## Assignment
The whole listing, repeated exactly, is what this task asks for.

══ Given data

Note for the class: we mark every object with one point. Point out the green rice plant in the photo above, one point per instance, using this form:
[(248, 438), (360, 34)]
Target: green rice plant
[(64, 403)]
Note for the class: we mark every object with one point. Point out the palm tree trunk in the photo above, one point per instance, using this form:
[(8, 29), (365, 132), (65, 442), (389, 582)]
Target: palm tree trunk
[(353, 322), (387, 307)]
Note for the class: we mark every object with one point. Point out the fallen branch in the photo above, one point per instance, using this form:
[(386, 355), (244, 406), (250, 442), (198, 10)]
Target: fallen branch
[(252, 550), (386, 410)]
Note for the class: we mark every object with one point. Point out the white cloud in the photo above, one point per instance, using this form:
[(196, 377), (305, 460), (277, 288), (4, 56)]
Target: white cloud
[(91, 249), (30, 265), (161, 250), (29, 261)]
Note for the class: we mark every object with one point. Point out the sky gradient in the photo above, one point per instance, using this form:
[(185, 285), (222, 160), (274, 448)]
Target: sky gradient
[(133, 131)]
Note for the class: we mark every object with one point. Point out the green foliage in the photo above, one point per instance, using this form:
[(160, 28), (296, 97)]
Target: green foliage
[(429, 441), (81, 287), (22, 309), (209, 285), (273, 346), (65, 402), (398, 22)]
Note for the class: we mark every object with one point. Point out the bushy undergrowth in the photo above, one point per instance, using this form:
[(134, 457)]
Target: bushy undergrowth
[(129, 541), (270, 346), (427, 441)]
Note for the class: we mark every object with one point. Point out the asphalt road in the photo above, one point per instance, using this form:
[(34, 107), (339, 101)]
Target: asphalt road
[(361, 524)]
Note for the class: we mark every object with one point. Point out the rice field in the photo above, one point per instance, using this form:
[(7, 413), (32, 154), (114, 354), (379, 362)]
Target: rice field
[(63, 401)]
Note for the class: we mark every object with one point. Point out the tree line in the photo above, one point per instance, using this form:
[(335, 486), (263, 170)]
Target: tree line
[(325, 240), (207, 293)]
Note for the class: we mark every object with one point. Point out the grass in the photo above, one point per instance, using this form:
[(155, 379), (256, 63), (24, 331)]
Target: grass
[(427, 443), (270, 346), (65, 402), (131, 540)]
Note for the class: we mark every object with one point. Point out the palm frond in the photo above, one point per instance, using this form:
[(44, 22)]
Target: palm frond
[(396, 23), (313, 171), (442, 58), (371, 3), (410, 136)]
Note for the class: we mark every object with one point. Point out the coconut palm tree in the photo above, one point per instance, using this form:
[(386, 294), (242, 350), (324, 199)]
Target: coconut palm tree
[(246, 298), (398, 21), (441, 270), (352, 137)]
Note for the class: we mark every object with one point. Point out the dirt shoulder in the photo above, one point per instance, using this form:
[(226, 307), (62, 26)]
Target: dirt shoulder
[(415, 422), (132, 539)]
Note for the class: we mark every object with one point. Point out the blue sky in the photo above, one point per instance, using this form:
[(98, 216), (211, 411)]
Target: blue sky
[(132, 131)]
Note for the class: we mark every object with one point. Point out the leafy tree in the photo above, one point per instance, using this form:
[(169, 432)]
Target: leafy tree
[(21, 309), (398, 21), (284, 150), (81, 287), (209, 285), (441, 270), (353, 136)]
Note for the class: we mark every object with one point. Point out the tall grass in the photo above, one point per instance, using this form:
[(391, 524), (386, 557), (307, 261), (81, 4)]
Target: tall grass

════

## Completed exercise
Note for the class: we mark every object with one point. Point out the green rice plant in the photo above, one point per instance, using this form:
[(248, 438), (360, 34)]
Target: green rice plant
[(64, 403)]
Note for the class: we mark every object with one point. Point out the palm tree trunk in the photo above, one point per instance, using this form:
[(8, 29), (365, 132), (65, 442), (389, 582)]
Target: palm tree trunk
[(353, 322), (387, 307)]
Note for the class: we mark every object with one point. Point out the fallen branch in the photo above, one point per instance, using this form:
[(386, 355), (244, 406), (250, 442), (198, 10)]
Target: fallen branch
[(252, 550), (386, 410)]
Note for the class: we mark every object with one point. Point out the white cloud in the photo above, one point per instance, using this form:
[(196, 377), (305, 460), (277, 288), (4, 56)]
Target: white cloud
[(91, 249), (30, 265), (161, 250), (29, 261)]
Note for the class: we mark every object with one point. Point out the sky gradient in the photo above, one point per instance, using this form:
[(185, 285), (222, 160), (274, 448)]
Target: sky gradient
[(133, 131)]
Note for the class: we mark every object with one point. Point out the green foliage in the photo above, one point per instance, using this form:
[(160, 28), (296, 97)]
Target: green foliage
[(429, 441), (81, 287), (22, 309), (209, 285), (273, 346), (65, 402), (398, 22)]
Note for the class: we mark every object with one point. Point out the bushy undergrowth in the photo above, one point per instance, using this form:
[(134, 457)]
Target: bushy undergrowth
[(129, 541), (270, 346), (427, 441)]
Note for the class: we mark every object with one point. Point out the asphalt road in the photo above, one point per instance, using this form:
[(34, 107), (339, 101)]
Target: asphalt road
[(361, 524)]
Note for the class: we mark every object with one point. Point out the rice field in the photo above, one point per instance, using this form:
[(7, 413), (32, 154), (114, 354), (379, 362)]
Target: rice field
[(63, 401)]
Note for the class: we mark every object with one point. Point out the tree line in the photo above, one point per instance, using this form:
[(335, 486), (263, 170)]
Target: tree line
[(325, 240), (207, 293)]
Note for the class: we mark every object with one point. Point out the grass in the photo above, one point per instance, using this form:
[(155, 379), (256, 63), (24, 331)]
Target: grass
[(427, 443), (270, 346), (65, 402), (131, 540)]
Note for the class: we mark every object with one point. Point out the palm frond in the photo above, one point per instance, using this form:
[(44, 22)]
Target: palm frond
[(396, 23), (313, 171), (442, 58), (371, 3), (410, 136)]
Note for the class: we mark every object with one point. Point out the coconut palm tree in the photo above, one point per instance, using this form:
[(386, 294), (242, 350), (324, 199)]
Target: coconut palm tree
[(246, 298), (398, 21), (441, 270), (352, 137)]
Note for the class: we mark every object with one point. Point out the dirt shoulder in the photo above, one point per instance, using this form:
[(226, 307), (62, 26)]
Target: dirt shoulder
[(415, 422), (132, 539)]
Note for the class: we mark every object with one point. Point out the blue sky in the photo above, one point per instance, using this form:
[(98, 216), (211, 411)]
Target: blue sky
[(132, 131)]
Note for the class: we mark every object with one point. Point out the leafy tree in the photo above, one point per instance, using this form:
[(169, 432)]
Target: leafy tree
[(21, 309), (398, 21), (284, 150), (81, 287), (209, 285), (441, 270), (353, 136)]
Note for the class: we mark every object with one point. Point out the tall grass in the photo above, one point per instance, using this form:
[(391, 524), (386, 557), (307, 261), (81, 4)]
Target: tall grass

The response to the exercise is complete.